MATERIAL FOR THIS TASK =

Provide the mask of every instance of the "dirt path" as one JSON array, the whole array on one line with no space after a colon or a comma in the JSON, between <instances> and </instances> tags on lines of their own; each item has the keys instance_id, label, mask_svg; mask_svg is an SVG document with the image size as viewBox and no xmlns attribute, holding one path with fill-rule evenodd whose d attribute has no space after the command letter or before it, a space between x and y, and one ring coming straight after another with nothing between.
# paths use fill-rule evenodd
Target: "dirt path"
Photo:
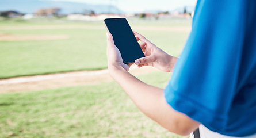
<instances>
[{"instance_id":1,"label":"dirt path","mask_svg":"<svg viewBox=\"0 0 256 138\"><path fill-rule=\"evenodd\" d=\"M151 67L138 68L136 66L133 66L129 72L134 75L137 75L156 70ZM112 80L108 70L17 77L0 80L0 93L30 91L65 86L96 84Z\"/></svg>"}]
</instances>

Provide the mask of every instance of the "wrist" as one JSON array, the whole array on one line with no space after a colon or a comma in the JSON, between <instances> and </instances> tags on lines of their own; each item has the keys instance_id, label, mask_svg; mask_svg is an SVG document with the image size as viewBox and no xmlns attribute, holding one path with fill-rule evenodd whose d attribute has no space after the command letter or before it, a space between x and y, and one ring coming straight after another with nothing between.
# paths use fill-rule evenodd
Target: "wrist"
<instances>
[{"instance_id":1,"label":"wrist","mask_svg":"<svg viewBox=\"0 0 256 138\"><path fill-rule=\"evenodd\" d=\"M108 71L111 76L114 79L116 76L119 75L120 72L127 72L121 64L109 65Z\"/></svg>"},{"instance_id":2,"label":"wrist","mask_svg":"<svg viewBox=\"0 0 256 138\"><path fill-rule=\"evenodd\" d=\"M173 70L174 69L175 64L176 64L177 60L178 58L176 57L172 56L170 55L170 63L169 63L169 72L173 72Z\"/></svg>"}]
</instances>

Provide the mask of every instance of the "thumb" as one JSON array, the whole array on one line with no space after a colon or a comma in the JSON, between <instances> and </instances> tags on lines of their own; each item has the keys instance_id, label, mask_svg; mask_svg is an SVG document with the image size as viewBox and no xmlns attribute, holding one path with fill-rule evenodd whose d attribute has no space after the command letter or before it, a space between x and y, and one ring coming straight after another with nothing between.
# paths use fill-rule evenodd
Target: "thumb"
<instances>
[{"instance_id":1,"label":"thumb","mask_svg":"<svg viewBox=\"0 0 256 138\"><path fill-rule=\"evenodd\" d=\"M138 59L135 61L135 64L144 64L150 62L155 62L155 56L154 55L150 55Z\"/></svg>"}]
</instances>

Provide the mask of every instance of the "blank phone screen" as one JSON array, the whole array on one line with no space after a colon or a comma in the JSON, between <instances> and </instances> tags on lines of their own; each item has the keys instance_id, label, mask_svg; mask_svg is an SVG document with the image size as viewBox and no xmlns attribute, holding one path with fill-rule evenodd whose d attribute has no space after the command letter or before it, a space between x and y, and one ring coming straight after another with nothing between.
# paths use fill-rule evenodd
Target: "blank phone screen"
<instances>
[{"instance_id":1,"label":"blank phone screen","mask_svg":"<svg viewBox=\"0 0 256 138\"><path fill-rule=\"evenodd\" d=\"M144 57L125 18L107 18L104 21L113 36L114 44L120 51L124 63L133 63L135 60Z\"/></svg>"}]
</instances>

EXERCISE REQUIREMENTS = All of the material above needs to be restated exactly, with no pictures.

ANSWER TO THE PROBLEM =
Provide the mask of every instance of the "dirt path" as one JSON array, the whole array on one line with no space after a colon or a comma in the JSON, between <instances> and </instances> tags on lines of their own; each item has the keys instance_id, label, mask_svg; mask_svg is an SVG document with the image size as viewBox and no xmlns attribute, holding one path with fill-rule evenodd whose d attribute has no space after the command letter or before it, a space between x and y, and one ring coming straight after another with nothing between.
# paths use fill-rule evenodd
Target: "dirt path"
Photo:
<instances>
[{"instance_id":1,"label":"dirt path","mask_svg":"<svg viewBox=\"0 0 256 138\"><path fill-rule=\"evenodd\" d=\"M151 67L138 68L136 66L133 66L129 72L134 75L137 75L156 70ZM112 80L108 70L17 77L0 80L0 93L30 91L65 86L96 84Z\"/></svg>"}]
</instances>

Provide the mask of every instance of the "wrist" as one JSON array, the whole array on one line with no space after a colon or a comma in the JSON, between <instances> and </instances> tags on lines of their own; each item has the keys instance_id, label, mask_svg; mask_svg is an SVG document with the image size as viewBox and no xmlns attribute, holding one path with fill-rule evenodd whose d attribute has no space after the command letter or before it, a space between x and y, and one ring coming straight after another with nothing between.
# paths use fill-rule evenodd
Target: "wrist"
<instances>
[{"instance_id":1,"label":"wrist","mask_svg":"<svg viewBox=\"0 0 256 138\"><path fill-rule=\"evenodd\" d=\"M108 71L111 76L114 79L116 76L119 75L120 72L127 72L121 64L109 65Z\"/></svg>"},{"instance_id":2,"label":"wrist","mask_svg":"<svg viewBox=\"0 0 256 138\"><path fill-rule=\"evenodd\" d=\"M173 70L174 69L175 64L176 64L177 60L178 58L176 57L172 56L170 55L170 63L169 63L169 72L173 72Z\"/></svg>"}]
</instances>

Provide the mask of every instance of the "thumb" as one JSON array, the whole array on one line with no space after a colon or a comma in the JSON, between <instances> and </instances> tags on lines of their own; each item has the keys instance_id, label, mask_svg; mask_svg is an SVG document with the image size as viewBox and no xmlns attribute, holding one path with fill-rule evenodd whose d attribute has no space after the command letter or before it, a space between x and y, and one ring coming straight after another with nothing between.
# paths use fill-rule evenodd
Target: "thumb"
<instances>
[{"instance_id":1,"label":"thumb","mask_svg":"<svg viewBox=\"0 0 256 138\"><path fill-rule=\"evenodd\" d=\"M138 59L135 61L135 64L144 64L150 62L155 62L155 56L154 55L150 55Z\"/></svg>"}]
</instances>

Provide the mask of every instance of the "blank phone screen" as one JSON array, the whole array on one line with no space after a colon or a comma in the JSON, between <instances> and </instances> tags on lines of their own; each item has the keys instance_id, label, mask_svg; mask_svg is an SVG document with the image size as viewBox and no xmlns attribute, holding one path with fill-rule evenodd whose d attribute has no space after the command letter or before it, a space between x and y, and one ring coming straight after another with nothing between.
# paths use fill-rule evenodd
Target: "blank phone screen"
<instances>
[{"instance_id":1,"label":"blank phone screen","mask_svg":"<svg viewBox=\"0 0 256 138\"><path fill-rule=\"evenodd\" d=\"M144 57L125 18L107 18L104 21L113 36L114 44L120 51L124 63L133 63L135 60Z\"/></svg>"}]
</instances>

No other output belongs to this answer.